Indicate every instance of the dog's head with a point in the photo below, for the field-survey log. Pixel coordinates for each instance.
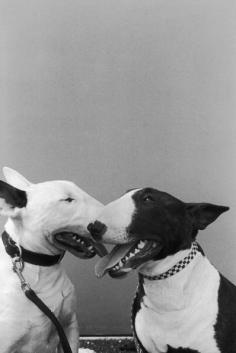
(147, 224)
(49, 217)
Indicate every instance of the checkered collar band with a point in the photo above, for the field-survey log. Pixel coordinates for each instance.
(177, 267)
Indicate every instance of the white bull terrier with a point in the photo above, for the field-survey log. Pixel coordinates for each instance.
(43, 219)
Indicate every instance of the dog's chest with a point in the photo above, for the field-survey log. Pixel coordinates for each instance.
(170, 322)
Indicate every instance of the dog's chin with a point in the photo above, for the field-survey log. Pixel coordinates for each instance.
(79, 246)
(127, 257)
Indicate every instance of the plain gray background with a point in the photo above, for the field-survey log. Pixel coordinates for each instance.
(115, 94)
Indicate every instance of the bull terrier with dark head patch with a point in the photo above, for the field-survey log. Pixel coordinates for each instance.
(44, 220)
(183, 304)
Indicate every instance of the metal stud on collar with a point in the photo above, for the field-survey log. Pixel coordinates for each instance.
(177, 267)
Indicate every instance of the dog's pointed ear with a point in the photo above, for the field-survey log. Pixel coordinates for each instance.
(15, 179)
(203, 214)
(11, 199)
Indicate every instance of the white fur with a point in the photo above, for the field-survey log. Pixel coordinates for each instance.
(23, 328)
(180, 310)
(117, 217)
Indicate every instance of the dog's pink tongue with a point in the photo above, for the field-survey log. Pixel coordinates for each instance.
(110, 260)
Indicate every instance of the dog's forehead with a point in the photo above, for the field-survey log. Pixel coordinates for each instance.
(157, 195)
(56, 189)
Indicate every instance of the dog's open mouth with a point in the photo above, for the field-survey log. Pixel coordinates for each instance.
(79, 246)
(123, 258)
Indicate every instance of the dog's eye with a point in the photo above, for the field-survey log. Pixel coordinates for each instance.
(148, 198)
(68, 199)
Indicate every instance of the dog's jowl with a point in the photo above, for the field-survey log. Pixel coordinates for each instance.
(43, 221)
(183, 303)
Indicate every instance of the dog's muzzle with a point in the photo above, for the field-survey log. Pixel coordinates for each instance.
(97, 229)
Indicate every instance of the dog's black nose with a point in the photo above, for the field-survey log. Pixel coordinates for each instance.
(97, 229)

PROBLEM DETAILS - Your task is to extract the lines running from the one with "Indicate every instance of the plain" to the end of the material, inclusive, copying each exactly and adding nothing.

COMPLETE ANSWER -
Indicate every instance of the plain gray background with a point in the photo above, for the field-survey log. Pixel coordinates for each instance.
(115, 94)
Indicate every instance of the bull terrier with dark head patch with a point in the photo above, for the field-survey log. Pixel coordinates for each instance.
(44, 220)
(183, 304)
Indicate every instance of the metal stud on collar with a point in the photo above, for the field-survey log. Pixel coordinates for each instance.
(177, 267)
Indicate every instance of the dog's pointed ear with a point in the photo above, for the field-survey log. Pixel coordinates for each instance.
(15, 179)
(203, 214)
(11, 199)
Indicate every instance of the white fur with a point in the photo above, for the field-survey log. Pixel coordinates for each instance.
(23, 328)
(180, 310)
(117, 217)
Indicate every instance of the dog's pink tongue with a point in the photo above, for the field-survey log. Pixel coordinates for each instance.
(110, 260)
Indicate every instance of the dog's forehead with a point in the photo above, for the field-survey log. Pixel coordinates for each instance.
(157, 195)
(56, 189)
Indicate every instance of the dog's open mouth with a point in the photo above, for the field-survey log. Pixel coordinates for each instance.
(79, 246)
(123, 258)
Indicate every instance of the dog's eye with a point in the photo above, for the field-survey log. Pixel coordinates for each instance.
(148, 198)
(68, 199)
Indicate every instance of the dog's jowl with a point in the photo above, for the field-survey log. Pixel coordinates for each instance.
(43, 221)
(183, 303)
Indicate every instance of the dog's muzzle with a point in the photo above, for the field-survey log. Pixel coordinates for each instance.
(97, 229)
Indicate every instance of the dog's black nose with a point in the photo above, for the field-survey log. Pixel coordinates for each instance.
(97, 229)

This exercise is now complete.